*** Block opens ***
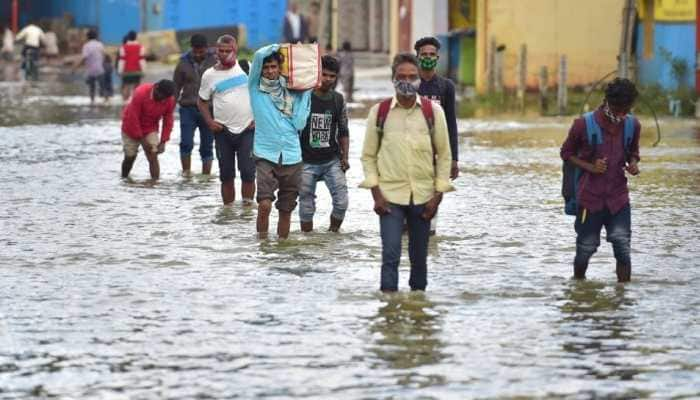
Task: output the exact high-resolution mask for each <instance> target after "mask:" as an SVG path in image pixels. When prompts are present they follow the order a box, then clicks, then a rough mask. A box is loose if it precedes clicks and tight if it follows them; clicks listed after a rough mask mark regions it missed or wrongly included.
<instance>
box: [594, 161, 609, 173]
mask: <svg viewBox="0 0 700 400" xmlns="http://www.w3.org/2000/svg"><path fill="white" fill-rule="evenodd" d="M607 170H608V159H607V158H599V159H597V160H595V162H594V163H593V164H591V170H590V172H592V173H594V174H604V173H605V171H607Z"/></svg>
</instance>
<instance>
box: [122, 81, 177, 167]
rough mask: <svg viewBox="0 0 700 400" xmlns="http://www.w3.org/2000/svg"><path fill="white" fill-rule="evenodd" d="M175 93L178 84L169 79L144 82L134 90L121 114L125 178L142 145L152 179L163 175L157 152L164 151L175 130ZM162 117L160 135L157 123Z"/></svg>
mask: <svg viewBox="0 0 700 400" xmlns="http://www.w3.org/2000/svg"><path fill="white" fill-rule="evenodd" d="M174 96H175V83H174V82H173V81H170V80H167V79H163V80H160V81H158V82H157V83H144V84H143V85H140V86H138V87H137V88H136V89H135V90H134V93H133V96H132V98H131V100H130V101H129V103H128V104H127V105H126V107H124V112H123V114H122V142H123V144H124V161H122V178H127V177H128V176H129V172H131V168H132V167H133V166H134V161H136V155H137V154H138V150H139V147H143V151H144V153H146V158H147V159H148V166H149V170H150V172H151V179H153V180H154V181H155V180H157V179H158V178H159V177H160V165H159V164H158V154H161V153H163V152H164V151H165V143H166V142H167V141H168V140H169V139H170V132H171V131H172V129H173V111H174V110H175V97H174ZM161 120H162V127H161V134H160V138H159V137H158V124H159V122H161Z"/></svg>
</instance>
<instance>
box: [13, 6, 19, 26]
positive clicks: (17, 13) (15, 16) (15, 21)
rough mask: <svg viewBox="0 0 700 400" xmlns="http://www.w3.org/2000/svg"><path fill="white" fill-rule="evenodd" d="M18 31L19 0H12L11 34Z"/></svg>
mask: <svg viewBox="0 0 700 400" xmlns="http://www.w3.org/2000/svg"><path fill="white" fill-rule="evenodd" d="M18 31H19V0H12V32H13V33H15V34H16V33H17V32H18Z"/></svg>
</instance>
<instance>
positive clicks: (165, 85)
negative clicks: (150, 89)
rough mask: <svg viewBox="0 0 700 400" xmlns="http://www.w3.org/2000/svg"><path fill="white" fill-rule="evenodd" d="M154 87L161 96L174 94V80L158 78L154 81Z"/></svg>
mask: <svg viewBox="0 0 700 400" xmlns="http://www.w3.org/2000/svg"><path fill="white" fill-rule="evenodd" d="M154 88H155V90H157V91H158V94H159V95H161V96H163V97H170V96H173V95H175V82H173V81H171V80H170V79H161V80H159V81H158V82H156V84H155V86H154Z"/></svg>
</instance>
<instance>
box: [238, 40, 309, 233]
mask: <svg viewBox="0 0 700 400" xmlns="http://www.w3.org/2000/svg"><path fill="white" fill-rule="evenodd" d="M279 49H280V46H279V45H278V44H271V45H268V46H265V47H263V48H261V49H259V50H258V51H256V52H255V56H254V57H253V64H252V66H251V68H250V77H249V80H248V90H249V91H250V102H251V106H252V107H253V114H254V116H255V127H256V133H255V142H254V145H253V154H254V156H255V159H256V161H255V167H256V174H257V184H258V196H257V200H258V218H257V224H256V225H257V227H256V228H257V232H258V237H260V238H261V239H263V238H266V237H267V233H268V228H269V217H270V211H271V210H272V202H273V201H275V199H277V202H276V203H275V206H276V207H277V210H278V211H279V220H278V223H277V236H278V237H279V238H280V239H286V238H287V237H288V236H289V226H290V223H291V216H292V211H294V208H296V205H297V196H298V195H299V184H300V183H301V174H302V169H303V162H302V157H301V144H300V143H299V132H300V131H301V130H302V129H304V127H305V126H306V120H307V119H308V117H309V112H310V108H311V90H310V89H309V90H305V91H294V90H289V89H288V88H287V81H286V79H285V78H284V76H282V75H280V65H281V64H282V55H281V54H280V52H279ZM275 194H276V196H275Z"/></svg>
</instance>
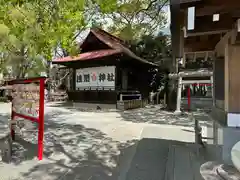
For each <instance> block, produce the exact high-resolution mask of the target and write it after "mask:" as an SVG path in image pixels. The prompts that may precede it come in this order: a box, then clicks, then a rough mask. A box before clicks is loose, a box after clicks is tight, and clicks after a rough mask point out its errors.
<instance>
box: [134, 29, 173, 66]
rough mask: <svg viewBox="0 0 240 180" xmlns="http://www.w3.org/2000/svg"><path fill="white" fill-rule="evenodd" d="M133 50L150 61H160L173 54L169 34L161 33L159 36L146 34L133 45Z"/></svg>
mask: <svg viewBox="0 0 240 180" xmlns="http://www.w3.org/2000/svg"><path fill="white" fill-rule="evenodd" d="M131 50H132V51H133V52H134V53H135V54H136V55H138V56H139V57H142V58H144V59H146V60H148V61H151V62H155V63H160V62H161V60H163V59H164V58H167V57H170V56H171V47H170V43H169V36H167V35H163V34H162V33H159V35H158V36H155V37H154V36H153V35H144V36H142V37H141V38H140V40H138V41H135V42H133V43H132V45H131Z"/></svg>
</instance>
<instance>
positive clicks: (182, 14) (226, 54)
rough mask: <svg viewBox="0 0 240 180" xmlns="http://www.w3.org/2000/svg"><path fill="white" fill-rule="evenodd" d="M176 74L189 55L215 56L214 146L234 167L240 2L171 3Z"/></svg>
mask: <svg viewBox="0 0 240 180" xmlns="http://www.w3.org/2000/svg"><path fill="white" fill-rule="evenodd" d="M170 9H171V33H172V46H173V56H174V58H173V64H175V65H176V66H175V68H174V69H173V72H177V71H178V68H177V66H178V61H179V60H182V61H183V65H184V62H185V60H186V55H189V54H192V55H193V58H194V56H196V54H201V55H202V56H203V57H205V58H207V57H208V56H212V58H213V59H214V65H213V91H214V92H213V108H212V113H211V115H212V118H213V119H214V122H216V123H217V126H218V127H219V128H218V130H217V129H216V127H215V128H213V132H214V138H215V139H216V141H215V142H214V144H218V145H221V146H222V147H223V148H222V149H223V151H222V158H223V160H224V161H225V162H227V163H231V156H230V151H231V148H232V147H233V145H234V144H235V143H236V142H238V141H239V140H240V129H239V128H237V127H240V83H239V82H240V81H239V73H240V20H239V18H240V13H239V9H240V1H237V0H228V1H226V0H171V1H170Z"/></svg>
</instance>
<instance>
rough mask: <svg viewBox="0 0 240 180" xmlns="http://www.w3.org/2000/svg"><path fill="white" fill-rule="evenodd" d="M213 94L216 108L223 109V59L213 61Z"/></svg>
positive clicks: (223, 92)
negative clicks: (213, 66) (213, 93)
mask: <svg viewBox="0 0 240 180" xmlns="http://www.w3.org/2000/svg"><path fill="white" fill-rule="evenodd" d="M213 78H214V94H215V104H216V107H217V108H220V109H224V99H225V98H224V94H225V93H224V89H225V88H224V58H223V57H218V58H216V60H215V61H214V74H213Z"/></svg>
*** Block closes ***
### [What to do]
Turn the stretch from the start of the material through the line containing "box: [594, 161, 609, 173]" into a numbered list, with blank lines omitted and the picture left out.

### [Result of the task]
1. Task: output the exact high-resolution mask for each <instance> target after "mask:" as an SVG path in image pixels. When prompts are present they follow the order a box, then clicks, then a rough mask. A box is loose if it precedes clicks and tight if it follows them; clicks listed after a rough mask mark regions it missed or wrongly included.
2. <instance>
3. box: [594, 161, 609, 173]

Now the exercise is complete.